(Stored dataset items)
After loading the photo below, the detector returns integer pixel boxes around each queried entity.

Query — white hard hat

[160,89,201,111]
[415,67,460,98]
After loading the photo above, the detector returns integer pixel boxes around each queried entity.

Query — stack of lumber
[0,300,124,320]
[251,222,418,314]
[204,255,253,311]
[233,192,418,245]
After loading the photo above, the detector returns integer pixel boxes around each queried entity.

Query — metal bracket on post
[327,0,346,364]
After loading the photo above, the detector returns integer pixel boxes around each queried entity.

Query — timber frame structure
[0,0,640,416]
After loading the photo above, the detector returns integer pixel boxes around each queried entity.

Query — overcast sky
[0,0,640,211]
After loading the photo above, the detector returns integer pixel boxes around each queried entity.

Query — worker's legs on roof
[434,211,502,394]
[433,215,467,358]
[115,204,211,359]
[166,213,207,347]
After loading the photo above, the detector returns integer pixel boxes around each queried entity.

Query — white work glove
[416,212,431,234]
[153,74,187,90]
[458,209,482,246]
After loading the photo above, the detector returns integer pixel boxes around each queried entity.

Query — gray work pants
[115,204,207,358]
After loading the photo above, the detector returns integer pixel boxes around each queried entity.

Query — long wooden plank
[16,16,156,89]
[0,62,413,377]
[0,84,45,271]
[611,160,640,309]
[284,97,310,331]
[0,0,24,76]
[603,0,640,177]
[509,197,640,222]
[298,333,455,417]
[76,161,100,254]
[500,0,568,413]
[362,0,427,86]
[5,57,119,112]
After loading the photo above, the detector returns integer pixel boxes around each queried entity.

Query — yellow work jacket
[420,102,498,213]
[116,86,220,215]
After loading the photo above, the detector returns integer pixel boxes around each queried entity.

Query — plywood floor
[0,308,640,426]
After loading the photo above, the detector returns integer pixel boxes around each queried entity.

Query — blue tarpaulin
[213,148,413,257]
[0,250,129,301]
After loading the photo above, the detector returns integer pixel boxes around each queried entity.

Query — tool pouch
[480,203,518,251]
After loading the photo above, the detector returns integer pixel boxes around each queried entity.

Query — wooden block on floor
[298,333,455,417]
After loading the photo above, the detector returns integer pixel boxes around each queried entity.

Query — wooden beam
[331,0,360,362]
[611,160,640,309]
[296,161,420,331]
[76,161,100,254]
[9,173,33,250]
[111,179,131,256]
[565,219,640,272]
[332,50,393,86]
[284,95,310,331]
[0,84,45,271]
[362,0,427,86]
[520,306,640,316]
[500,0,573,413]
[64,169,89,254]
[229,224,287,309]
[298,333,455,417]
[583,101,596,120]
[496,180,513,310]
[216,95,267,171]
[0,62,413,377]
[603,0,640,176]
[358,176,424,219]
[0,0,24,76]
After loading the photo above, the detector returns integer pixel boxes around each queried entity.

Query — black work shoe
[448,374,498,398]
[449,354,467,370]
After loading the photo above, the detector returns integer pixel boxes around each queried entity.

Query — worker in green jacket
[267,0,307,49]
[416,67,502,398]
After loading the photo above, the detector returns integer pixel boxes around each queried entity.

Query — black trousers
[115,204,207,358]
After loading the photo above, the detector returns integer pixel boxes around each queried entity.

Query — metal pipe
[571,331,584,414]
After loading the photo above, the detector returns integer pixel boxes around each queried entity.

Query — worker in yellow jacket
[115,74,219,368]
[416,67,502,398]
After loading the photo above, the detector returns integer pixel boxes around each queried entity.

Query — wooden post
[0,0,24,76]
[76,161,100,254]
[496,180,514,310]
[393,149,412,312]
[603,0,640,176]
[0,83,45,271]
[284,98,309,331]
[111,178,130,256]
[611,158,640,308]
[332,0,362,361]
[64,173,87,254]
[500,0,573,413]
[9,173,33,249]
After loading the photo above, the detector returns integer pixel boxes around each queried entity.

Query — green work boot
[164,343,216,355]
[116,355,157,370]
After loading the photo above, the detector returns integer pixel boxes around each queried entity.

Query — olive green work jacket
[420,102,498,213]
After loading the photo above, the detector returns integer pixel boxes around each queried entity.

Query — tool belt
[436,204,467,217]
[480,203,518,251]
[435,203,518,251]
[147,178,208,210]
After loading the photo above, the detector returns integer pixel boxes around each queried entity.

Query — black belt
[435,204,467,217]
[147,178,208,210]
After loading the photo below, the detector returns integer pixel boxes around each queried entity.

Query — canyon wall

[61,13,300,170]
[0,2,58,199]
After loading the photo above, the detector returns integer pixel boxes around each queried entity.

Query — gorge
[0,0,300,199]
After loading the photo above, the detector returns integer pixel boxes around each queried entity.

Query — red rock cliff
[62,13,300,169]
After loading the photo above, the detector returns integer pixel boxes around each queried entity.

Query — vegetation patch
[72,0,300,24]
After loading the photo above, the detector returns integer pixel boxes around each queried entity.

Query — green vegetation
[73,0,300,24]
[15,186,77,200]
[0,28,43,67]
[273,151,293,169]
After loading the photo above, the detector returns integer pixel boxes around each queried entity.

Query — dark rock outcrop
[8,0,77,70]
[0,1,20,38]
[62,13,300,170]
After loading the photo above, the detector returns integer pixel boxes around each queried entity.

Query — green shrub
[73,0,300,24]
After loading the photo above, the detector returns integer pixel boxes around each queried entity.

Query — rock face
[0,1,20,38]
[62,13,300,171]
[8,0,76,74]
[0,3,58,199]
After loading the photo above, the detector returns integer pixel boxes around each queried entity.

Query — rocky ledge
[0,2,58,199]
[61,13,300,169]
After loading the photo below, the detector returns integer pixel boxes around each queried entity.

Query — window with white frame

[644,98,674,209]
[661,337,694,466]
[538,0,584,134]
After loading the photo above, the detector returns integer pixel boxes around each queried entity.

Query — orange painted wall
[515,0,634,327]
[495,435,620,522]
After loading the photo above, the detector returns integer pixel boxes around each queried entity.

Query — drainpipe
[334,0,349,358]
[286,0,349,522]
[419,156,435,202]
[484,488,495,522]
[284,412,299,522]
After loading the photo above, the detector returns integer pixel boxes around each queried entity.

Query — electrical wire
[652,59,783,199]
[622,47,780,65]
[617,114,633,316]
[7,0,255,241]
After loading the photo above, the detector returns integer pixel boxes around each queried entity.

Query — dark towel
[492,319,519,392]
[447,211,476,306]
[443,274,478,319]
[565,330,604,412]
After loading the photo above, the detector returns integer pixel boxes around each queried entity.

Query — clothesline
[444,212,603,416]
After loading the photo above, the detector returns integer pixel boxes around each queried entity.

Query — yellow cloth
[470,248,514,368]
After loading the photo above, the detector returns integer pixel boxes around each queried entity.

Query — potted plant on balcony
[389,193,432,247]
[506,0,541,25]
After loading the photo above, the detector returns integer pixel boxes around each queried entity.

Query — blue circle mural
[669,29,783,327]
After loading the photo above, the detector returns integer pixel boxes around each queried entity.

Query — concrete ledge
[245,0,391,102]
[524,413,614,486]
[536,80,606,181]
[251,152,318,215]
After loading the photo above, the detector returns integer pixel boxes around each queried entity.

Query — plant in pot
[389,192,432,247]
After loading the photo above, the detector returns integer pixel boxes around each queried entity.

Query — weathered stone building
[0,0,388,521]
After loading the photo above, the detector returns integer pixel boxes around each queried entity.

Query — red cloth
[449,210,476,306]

■ **Written exercise**:
Copy out every item above word for word, leaving nothing changed.

■ **Output for this task**:
After loading the photo below, the detector returns integer pixel boxes around each queried entity.

Query — white hard hat

[160,89,201,111]
[415,67,460,98]
After loading the photo above, the detector returns integer pixel boxes around each queried entity.

Query — stack of lumber
[0,300,124,320]
[251,222,418,314]
[204,255,253,311]
[233,192,418,245]
After loading the photo above, the detector returns integer pixel boxes around each queried entity.

Query — metal bracket on post
[327,0,346,364]
After loading the photo above, the detector returns integer pixel boxes around each queried entity.

Query — timber frame structure
[0,0,640,416]
After loading the photo above, the detector returns integer pixel boxes around each queried entity.

Query — overcast sky
[0,0,640,211]
After loading the photo above, the detector returns integer pixel boxes around each queried entity.

Query — worker's legs on roof
[434,211,502,394]
[433,215,467,358]
[115,204,211,359]
[166,213,207,347]
After loading the photo above, the detector returns integer pixel boxes around each queried entity.

Query — white work glove
[416,212,431,234]
[153,74,187,90]
[458,209,482,246]
After loading the photo above, the detector returns integer pixel boxes around each queried entity.

Query — gray work pants
[115,204,207,358]
After loading the photo above, the detector returns integer pixel boxes around each queried entity.

Query — long wooden plank
[16,16,156,89]
[0,62,413,377]
[0,84,45,271]
[611,160,640,309]
[284,97,310,331]
[0,0,24,76]
[603,0,640,177]
[509,197,640,222]
[298,333,455,417]
[76,161,100,254]
[500,0,568,413]
[362,0,427,86]
[5,57,119,112]
After loading the photo above, the detector returns integer pixel boxes around each queried entity.

Query — yellow work jacket
[420,102,498,213]
[116,86,220,215]
After loading the photo above, the detector returns integer pixel boxes around each queried entity.

Query — plywood floor
[0,308,640,426]
After loading the photo above, the detector returns integer pixel boxes around each queried entity.

Query — blue tarpaulin
[213,148,413,257]
[0,250,129,301]
After loading the photo above, the detector returns integer pixel boxes around each queried entity.

Query — tool pouch
[480,203,518,251]
After loading the photo above, the detector returns integer pixel boxes around each queried entity.

Query — wooden block on floor
[298,333,455,417]
After loading the photo above, the detector returns integer pixel boxes around each queried entity.

Query — wooden beam
[331,0,360,362]
[611,160,640,309]
[296,161,420,331]
[76,161,100,254]
[9,173,33,250]
[111,179,131,256]
[565,219,640,272]
[332,50,393,86]
[284,95,310,331]
[0,84,45,271]
[362,0,427,86]
[520,306,640,316]
[500,0,573,413]
[64,169,89,254]
[229,224,287,309]
[298,333,455,417]
[583,101,596,120]
[496,180,513,310]
[216,95,267,171]
[0,62,413,377]
[603,0,640,176]
[358,176,424,219]
[0,0,24,76]
After loading the photo above, the detector returns integer pixel boxes around each queried entity.

Query — black work shoe
[448,374,498,398]
[449,354,467,370]
After loading the photo above, the detector returns integer pixel boxes around each queried entity.

Query — worker in green jacket
[267,0,307,49]
[416,67,502,398]
After loading the photo above, the detector returns integer pixel boxes around each queried entity.

Query — black trousers
[115,204,207,358]
After loading the photo above, the detector returns integer pixel boxes around each queried entity.

Query — metal pipe
[571,331,584,414]
After loading the photo above, the detector returns integer pixel boxes around each queried entity.

Query — worker in yellow jacket
[115,74,219,368]
[416,67,502,398]
After loading the photo above, the detector returns integer pixel boxes around each queried entity.

Query — wooden post
[0,0,24,76]
[76,161,100,254]
[496,180,514,310]
[393,149,412,312]
[603,0,640,176]
[0,83,45,271]
[284,98,309,331]
[111,178,130,256]
[611,158,640,308]
[332,0,362,361]
[64,173,87,254]
[500,0,573,413]
[9,173,33,249]
After loading the photo above, the detector returns integer pixel boxes around each queried entity.

Query — green work boot
[164,343,216,355]
[116,355,157,370]
After loading the photo above, the detector returns integer pixel boxes around each queried entity.

Query — olive green work jacket
[420,102,498,213]
After loading the photo above, the detector returns integer pixel boxes around each queried entity.

Query — tool belt
[436,204,467,217]
[480,203,518,251]
[435,203,518,251]
[147,178,208,210]
After loading the photo above, the detector returns integer pixel boxes around each queried entity.

Query — black belt
[435,204,467,217]
[147,178,208,210]
After loading the photo below, the detector returns integer pixel boxes around each queried entity.

Query — canyon wall

[61,13,300,170]
[0,2,58,199]
After loading the photo above, the detector returns integer pixel boxes around each queried entity.

Query — gorge
[0,0,300,199]
After loading the photo above, the detector returns integer pixel boxes around each queried entity.

Query — red rock cliff
[62,13,300,169]
After loading the photo above, the detector returns integer pixel boxes around each queried entity.

Query — vegetation patch
[72,0,300,24]
After loading the photo above, the detector returns integer pixel boxes around each queried entity.

Query — green vegetation
[73,0,300,24]
[15,186,77,200]
[0,28,43,67]
[273,151,293,169]
After loading the photo above, the detector returns integer pixel boxes around each queried entity.

Query — dark rock outcrop
[8,0,77,70]
[0,1,20,38]
[62,13,300,170]
After loading the photo above, the detector returns integer pixel boxes around each queried entity.

Query — green shrub
[73,0,300,24]
After loading the photo above, the detector returns integer pixel boxes around each queried entity.

Query — rock face
[0,1,20,38]
[62,13,300,171]
[8,0,76,74]
[0,3,58,199]
After loading the photo above, the detector returns integer pixel boxes around each queried entity.

Query — rocky ledge
[0,2,58,199]
[61,13,300,169]
After loading the photo below, the detector returns integer pixel boxes around each queried entity.

Query — window with white frame

[644,98,674,209]
[661,337,694,466]
[538,0,584,134]
After loading the photo above, the detector returns integer pixel boxes around each queried entity.

Query — orange painted wall
[515,0,634,327]
[495,435,620,522]
After loading the photo above, the detector returns integer pixel boxes around each queried entity.

Query — drainpipe
[334,0,349,358]
[286,0,349,522]
[419,156,435,202]
[484,488,495,522]
[284,412,299,522]
After loading the photo above, the detector returns integer pixel boxes around each queried entity.

Query — electrical wire
[652,59,783,199]
[622,47,780,65]
[617,114,633,316]
[7,0,255,241]
After loading the photo above, the detector returns integer pixel boxes around each queried entity.

Query — dark towel
[492,319,519,392]
[447,211,476,306]
[443,274,478,319]
[565,330,604,412]
After loading the photo above, the detector returns integer pixel boxes around each queried entity.

Query — clothesline
[444,212,603,416]
After loading the photo above, the detector returns integer pixel boxes around each queried entity.

Query — yellow cloth
[470,248,514,368]
After loading the photo above, the detector returns integer pixel boxes around each queried entity.

Query — potted plant on balcony
[389,193,432,247]
[506,0,541,25]
After loading the photo above, the detector returns integer pixel boxes around each queried entity.

Query — blue circle mural
[669,29,783,327]
After loading the photo above, the detector returns integer pixel boxes around each queried entity.

Query — concrete ledge
[245,0,391,102]
[524,413,614,486]
[536,80,606,181]
[251,152,318,215]
After loading the photo above, the detector returns integer pixel boxes around each queried entity.

Query — plant in pot
[389,192,432,247]
After loading the photo above, the detector returns integer pixel boxes around each queried entity.

Query — weathered stone building
[0,0,388,521]
After loading the photo above, the detector returns integer pixel boxes around each queried entity.

Query — red cloth
[449,210,476,306]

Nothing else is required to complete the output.